— Start of Information supplied —

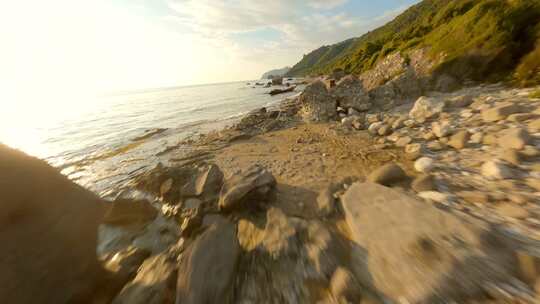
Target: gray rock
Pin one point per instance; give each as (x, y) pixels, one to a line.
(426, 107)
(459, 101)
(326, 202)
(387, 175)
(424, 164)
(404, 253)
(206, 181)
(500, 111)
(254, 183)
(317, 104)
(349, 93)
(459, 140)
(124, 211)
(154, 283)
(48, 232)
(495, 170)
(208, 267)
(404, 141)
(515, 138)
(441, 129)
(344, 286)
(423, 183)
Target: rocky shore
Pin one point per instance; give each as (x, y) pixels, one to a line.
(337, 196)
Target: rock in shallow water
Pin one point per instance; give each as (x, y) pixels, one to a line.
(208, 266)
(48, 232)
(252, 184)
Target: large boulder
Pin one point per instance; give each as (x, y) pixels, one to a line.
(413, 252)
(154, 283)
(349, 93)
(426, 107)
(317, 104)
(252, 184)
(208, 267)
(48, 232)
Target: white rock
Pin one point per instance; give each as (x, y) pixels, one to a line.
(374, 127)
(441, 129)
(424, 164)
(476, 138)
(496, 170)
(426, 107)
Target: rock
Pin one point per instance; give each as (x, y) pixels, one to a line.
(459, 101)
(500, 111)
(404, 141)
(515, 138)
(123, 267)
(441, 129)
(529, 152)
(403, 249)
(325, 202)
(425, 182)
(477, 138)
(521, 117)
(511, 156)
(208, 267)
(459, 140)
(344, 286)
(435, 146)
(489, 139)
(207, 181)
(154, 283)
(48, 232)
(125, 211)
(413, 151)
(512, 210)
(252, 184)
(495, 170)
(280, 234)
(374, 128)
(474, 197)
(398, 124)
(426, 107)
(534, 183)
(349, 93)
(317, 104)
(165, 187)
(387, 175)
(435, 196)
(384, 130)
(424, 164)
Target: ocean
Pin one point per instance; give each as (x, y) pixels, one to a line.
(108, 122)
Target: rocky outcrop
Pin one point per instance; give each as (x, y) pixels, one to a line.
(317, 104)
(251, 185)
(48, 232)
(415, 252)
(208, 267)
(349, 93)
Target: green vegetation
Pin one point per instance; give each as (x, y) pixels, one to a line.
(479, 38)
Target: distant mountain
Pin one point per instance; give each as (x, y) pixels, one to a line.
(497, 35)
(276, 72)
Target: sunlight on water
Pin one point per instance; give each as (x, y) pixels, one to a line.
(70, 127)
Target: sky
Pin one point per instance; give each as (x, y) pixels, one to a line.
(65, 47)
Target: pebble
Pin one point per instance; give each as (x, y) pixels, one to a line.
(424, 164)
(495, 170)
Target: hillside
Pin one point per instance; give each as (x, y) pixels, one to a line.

— End of Information supplied —
— Start of Information supplied —

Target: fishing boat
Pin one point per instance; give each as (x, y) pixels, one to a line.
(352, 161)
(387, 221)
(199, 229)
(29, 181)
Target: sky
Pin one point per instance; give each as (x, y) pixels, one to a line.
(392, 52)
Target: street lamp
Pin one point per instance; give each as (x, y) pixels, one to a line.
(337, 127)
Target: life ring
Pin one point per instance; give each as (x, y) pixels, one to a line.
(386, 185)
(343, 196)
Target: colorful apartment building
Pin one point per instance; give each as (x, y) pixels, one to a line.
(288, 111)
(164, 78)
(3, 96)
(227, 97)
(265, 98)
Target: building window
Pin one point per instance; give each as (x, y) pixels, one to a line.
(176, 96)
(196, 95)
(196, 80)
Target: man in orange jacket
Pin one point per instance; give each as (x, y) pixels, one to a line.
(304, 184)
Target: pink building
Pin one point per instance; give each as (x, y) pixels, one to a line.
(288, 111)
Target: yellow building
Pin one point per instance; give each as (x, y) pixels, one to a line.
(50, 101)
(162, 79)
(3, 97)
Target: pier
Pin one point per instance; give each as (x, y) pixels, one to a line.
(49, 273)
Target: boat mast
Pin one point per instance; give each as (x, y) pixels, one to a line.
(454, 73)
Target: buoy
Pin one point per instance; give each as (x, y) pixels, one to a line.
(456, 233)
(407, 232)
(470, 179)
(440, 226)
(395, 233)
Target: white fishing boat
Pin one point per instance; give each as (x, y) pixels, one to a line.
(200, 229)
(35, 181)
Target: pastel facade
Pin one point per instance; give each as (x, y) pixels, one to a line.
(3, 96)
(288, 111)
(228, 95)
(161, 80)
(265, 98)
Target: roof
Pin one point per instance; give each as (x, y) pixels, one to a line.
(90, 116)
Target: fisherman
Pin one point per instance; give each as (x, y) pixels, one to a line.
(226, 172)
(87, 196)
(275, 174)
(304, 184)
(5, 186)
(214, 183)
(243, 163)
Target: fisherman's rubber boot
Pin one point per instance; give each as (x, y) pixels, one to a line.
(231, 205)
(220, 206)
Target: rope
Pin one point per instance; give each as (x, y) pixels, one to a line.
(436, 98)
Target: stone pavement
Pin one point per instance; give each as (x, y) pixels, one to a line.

— End of Information supplied —
— Start of Information supplied —

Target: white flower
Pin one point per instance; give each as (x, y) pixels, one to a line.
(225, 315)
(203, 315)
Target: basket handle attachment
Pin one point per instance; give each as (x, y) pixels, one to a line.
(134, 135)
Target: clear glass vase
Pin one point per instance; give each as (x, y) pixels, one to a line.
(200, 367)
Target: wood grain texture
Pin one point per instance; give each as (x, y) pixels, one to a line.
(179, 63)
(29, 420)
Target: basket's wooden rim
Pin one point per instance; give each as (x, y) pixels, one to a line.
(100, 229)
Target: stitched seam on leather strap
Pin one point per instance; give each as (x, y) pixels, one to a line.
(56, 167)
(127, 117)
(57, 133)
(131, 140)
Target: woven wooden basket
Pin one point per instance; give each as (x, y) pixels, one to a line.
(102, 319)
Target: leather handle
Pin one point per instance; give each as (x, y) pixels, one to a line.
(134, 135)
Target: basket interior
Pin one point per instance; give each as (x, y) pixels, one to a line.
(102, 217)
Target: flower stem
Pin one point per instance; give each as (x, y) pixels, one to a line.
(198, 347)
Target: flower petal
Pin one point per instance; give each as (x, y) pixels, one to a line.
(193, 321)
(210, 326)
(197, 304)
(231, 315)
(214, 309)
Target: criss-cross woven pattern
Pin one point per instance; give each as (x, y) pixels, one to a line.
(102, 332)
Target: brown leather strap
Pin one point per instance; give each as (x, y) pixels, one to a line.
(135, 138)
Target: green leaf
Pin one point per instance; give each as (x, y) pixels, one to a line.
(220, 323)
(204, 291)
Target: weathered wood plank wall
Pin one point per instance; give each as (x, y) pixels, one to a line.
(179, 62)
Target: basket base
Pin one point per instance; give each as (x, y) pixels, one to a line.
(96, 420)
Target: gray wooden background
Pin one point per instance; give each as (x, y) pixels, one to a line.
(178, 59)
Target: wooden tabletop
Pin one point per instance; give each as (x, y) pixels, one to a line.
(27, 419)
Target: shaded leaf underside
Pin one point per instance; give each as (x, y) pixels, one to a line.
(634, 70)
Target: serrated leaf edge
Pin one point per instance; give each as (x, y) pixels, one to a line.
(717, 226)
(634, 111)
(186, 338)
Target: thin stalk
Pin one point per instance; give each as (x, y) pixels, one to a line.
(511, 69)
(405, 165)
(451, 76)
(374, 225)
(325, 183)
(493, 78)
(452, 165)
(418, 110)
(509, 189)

— End of Information supplied —

§ Problem to solve:
Copy each line of the items above that includes the string "handle".

§ Task response:
Target: basket handle attachment
Target: leather handle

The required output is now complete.